(Some records)

══════════════════════════════

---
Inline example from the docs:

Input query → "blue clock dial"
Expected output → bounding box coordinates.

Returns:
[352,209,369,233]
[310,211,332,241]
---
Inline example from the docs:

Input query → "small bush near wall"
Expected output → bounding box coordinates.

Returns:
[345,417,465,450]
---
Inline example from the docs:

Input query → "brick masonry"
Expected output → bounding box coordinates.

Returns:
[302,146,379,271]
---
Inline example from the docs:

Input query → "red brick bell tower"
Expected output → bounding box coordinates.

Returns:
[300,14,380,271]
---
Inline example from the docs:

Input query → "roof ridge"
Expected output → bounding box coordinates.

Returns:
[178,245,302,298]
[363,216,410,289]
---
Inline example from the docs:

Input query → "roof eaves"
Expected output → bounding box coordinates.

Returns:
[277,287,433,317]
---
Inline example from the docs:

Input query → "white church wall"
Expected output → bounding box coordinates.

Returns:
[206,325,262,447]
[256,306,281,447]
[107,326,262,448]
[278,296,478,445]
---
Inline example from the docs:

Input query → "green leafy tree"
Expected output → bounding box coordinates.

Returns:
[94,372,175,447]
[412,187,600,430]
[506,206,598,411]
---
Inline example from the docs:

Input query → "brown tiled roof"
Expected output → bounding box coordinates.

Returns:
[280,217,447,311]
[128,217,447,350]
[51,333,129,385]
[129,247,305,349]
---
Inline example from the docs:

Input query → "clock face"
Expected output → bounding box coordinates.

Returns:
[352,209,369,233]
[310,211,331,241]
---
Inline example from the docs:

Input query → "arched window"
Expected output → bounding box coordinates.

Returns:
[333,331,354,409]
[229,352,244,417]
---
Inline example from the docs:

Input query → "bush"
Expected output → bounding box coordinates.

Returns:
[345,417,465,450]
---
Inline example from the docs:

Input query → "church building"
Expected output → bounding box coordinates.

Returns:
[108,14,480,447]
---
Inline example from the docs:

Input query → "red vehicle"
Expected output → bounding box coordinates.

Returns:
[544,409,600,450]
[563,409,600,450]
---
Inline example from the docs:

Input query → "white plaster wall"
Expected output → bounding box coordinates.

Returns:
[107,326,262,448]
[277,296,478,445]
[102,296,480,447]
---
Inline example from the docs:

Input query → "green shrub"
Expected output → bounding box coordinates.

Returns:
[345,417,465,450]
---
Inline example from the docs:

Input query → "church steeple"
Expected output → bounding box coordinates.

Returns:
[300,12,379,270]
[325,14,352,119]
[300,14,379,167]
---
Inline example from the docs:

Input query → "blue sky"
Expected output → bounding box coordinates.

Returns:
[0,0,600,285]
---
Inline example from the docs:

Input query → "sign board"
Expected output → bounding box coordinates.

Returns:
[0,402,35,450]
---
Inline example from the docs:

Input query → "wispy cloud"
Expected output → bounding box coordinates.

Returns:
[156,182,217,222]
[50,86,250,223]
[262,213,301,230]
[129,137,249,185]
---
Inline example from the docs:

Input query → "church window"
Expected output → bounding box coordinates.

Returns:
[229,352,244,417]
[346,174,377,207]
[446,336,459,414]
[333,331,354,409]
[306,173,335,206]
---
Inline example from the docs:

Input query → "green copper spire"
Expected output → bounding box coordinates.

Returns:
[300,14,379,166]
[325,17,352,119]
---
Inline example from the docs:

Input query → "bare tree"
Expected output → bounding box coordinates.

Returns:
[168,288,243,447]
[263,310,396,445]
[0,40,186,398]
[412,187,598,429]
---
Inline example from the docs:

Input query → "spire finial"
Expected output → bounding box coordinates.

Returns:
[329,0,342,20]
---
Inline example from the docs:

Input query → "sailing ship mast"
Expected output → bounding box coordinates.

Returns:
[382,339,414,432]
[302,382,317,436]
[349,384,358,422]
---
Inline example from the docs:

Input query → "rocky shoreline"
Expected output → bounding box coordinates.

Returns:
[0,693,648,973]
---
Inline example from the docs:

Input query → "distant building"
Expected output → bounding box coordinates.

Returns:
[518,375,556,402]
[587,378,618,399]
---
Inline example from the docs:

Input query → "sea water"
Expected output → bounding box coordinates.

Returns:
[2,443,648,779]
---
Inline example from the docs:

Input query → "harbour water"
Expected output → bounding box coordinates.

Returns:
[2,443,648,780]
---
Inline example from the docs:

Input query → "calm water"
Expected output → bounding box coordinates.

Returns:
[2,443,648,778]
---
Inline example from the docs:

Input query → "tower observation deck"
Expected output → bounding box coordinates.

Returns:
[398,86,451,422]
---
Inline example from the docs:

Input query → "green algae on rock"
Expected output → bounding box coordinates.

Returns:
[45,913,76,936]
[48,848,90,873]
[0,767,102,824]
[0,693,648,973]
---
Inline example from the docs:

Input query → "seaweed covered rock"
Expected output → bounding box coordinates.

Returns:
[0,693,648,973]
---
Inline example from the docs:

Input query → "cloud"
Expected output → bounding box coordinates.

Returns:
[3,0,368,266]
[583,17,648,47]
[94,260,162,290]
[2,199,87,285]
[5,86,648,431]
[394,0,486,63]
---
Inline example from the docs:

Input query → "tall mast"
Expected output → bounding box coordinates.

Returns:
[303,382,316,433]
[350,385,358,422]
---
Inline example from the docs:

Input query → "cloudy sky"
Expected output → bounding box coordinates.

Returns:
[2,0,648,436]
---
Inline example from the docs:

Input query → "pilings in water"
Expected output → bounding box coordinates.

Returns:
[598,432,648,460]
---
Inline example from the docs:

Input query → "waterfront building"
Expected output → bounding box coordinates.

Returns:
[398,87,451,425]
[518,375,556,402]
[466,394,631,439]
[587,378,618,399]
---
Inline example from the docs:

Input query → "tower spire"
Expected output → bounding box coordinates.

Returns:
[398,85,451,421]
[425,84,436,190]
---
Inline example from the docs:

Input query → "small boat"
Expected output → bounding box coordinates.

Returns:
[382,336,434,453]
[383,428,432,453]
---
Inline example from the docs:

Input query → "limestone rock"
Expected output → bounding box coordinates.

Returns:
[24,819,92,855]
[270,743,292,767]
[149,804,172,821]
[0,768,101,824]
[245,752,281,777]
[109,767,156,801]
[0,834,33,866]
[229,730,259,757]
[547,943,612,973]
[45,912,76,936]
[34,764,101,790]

══════════════════════════════

Pick out each line of the records that contains the word "spire".

Input query → "green copper spire"
Input query → "spire finial"
Input query → "tower spire"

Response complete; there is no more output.